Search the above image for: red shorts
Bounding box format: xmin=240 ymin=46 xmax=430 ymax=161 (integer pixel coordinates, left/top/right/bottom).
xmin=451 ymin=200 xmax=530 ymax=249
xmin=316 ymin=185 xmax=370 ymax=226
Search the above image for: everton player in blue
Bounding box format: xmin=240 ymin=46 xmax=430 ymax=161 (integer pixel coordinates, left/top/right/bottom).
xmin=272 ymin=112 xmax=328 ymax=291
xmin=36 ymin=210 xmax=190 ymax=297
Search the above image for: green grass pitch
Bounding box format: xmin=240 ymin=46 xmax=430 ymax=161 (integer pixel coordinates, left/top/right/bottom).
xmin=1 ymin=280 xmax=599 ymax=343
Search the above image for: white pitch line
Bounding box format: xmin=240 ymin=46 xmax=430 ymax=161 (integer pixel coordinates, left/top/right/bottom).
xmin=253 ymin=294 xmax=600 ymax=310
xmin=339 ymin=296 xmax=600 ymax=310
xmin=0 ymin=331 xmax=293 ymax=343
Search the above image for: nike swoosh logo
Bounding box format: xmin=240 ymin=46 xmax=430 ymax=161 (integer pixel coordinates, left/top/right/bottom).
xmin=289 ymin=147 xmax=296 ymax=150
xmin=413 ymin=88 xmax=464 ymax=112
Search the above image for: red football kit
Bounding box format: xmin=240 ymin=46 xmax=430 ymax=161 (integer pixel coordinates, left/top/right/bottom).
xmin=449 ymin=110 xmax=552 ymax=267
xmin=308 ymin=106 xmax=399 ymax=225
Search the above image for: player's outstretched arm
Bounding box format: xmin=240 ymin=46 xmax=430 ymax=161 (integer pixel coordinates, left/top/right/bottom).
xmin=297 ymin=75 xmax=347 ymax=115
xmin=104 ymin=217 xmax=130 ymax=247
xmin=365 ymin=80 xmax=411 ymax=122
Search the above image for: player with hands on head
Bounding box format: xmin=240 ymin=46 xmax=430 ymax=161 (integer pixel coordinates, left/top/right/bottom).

____

What you will do: The material must be reproduced word for word.

Solution to this problem:
Search the above image for: red shorts
Bounding box format: xmin=240 ymin=46 xmax=430 ymax=161 (integer pixel coordinates, left/top/right/bottom).
xmin=451 ymin=200 xmax=530 ymax=249
xmin=316 ymin=185 xmax=370 ymax=226
Search the above image for: everton player in blue
Bounding box format: xmin=240 ymin=46 xmax=430 ymax=161 (integer pixel coordinates, left/top/right/bottom).
xmin=272 ymin=112 xmax=328 ymax=291
xmin=36 ymin=210 xmax=190 ymax=297
Search the above image for: green grass pitch
Bounding box format: xmin=240 ymin=46 xmax=430 ymax=161 (integer pixel coordinates, left/top/right/bottom).
xmin=1 ymin=280 xmax=599 ymax=343
Search the above image for: white pitch line
Bounding box format: xmin=240 ymin=46 xmax=430 ymax=161 (integer pixel coordinates, left/top/right/bottom).
xmin=253 ymin=294 xmax=600 ymax=310
xmin=339 ymin=296 xmax=600 ymax=310
xmin=0 ymin=331 xmax=293 ymax=343
Search the above image for: nike swoosh logo
Bounding box format: xmin=240 ymin=46 xmax=430 ymax=161 (integer pixel coordinates, left/top/right/bottom).
xmin=289 ymin=147 xmax=296 ymax=150
xmin=413 ymin=88 xmax=464 ymax=112
Search the above image for: red football kit
Bounding box format: xmin=240 ymin=46 xmax=430 ymax=161 (integer pixel coordinates, left/top/right/bottom).
xmin=449 ymin=110 xmax=552 ymax=267
xmin=308 ymin=106 xmax=399 ymax=225
Search the above image for: player's outstretched arm
Bounding box format: xmin=240 ymin=46 xmax=430 ymax=161 (integer pixel coordinates, left/top/right/bottom).
xmin=297 ymin=75 xmax=347 ymax=115
xmin=104 ymin=217 xmax=130 ymax=247
xmin=365 ymin=80 xmax=411 ymax=122
Search the above image for: player with hands on head
Bounding box format: xmin=240 ymin=46 xmax=430 ymax=161 (integer pixel coordinates, left/top/right/bottom).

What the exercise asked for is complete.